▸ **Dataset entries**:
Segment Open
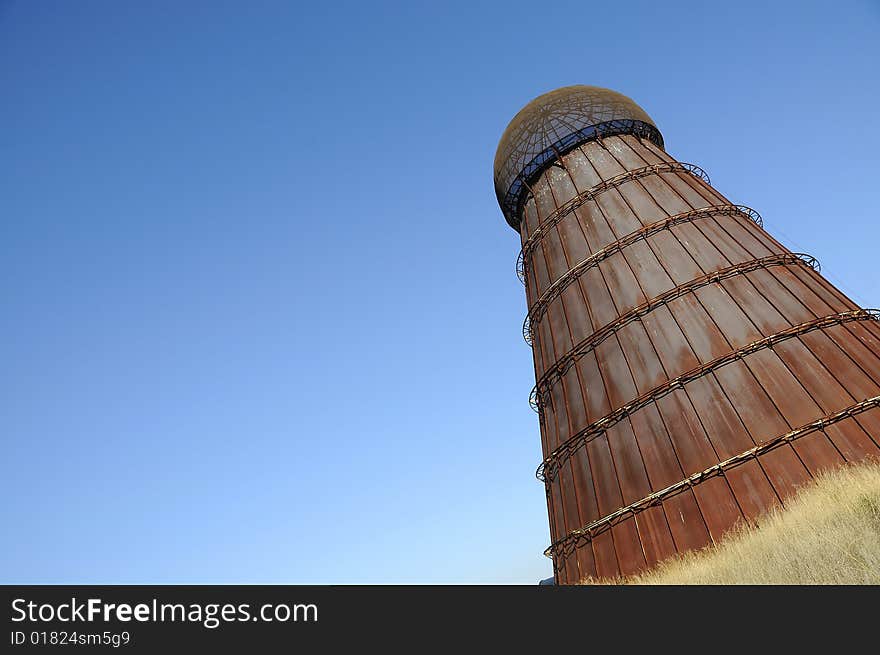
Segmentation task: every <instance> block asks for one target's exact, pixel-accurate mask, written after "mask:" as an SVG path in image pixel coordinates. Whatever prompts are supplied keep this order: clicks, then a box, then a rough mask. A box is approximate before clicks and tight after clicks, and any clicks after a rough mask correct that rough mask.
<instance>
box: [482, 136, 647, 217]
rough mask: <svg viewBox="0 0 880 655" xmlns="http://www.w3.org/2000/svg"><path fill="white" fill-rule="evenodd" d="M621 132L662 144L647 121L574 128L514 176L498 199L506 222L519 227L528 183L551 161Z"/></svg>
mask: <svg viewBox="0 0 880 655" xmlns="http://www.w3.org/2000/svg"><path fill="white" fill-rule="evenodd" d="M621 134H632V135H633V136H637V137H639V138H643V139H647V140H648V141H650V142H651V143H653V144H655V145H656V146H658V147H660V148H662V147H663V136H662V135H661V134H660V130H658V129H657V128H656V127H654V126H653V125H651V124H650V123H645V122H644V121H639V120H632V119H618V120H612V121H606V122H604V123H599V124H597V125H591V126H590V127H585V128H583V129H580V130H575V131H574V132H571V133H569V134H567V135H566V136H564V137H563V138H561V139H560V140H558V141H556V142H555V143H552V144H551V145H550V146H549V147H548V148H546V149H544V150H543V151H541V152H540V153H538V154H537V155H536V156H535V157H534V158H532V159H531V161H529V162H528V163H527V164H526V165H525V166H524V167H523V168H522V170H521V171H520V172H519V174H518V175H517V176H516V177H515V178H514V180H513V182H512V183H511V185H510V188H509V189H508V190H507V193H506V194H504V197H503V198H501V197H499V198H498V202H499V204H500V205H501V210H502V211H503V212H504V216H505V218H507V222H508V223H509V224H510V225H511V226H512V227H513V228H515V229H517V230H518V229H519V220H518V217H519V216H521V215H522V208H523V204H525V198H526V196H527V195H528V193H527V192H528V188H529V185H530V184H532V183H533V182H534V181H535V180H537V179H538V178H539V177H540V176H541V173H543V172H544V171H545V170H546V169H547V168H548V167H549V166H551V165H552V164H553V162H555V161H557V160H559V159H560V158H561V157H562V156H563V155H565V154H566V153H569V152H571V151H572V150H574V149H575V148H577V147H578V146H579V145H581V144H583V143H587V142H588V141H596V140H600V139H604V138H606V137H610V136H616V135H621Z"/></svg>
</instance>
Segment Closed
▸ **ASSIGNMENT**:
The pictures in the data should be omitted, and every remaining line set down exactly.

▸ **SOLUTION BELOW**:
Segmentation task: every <instance> block asks for one target's exact, pixel-accurate mask, written after "mask:" as an SVG path in image pixel coordinates. Whatever prompts are supplied keep this order: clicks, then a box, then a rough mask. A box is approximate before clicks and tight after clicks, and any clicks after a rough mask correct that rough mask.
<instance>
box: [482, 136, 647, 217]
rough mask: <svg viewBox="0 0 880 655" xmlns="http://www.w3.org/2000/svg"><path fill="white" fill-rule="evenodd" d="M621 132L662 144L647 121L574 128L514 176L498 199L506 222L519 227L528 183L551 161Z"/></svg>
mask: <svg viewBox="0 0 880 655" xmlns="http://www.w3.org/2000/svg"><path fill="white" fill-rule="evenodd" d="M621 134H632V135H633V136H637V137H639V138H643V139H647V140H648V141H650V142H651V143H653V144H655V145H656V146H658V147H660V148H662V147H663V136H662V135H661V134H660V130H658V129H657V128H656V127H654V126H653V125H651V124H650V123H645V122H644V121H639V120H632V119H618V120H612V121H606V122H604V123H599V124H597V125H591V126H590V127H585V128H583V129H580V130H575V131H574V132H571V133H569V134H567V135H566V136H564V137H563V138H561V139H560V140H558V141H556V142H555V143H552V144H551V145H550V146H549V147H548V148H546V149H544V150H543V151H541V152H540V153H538V154H537V155H536V156H535V157H534V158H532V159H531V161H529V162H528V163H527V164H526V165H525V166H524V167H523V168H522V170H521V171H520V172H519V174H518V175H517V176H516V177H515V178H514V180H513V182H512V183H511V185H510V188H509V189H508V190H507V193H506V194H504V197H503V198H501V197H499V198H498V202H499V204H500V205H501V210H502V211H503V212H504V216H505V218H507V222H508V223H509V224H510V225H511V226H512V227H513V228H515V229H517V230H518V229H519V220H518V217H519V216H521V215H522V208H523V204H525V198H526V196H527V195H528V193H527V192H528V188H529V185H530V184H532V183H533V182H534V181H535V180H537V179H538V178H539V177H540V176H541V173H543V172H544V171H545V170H546V169H547V168H548V167H549V166H551V165H552V164H553V162H555V161H557V160H559V159H560V158H561V157H562V156H563V155H565V154H566V153H569V152H571V151H572V150H574V149H575V148H577V147H578V146H579V145H581V144H583V143H587V142H588V141H596V140H600V139H604V138H606V137H610V136H616V135H621Z"/></svg>
</instance>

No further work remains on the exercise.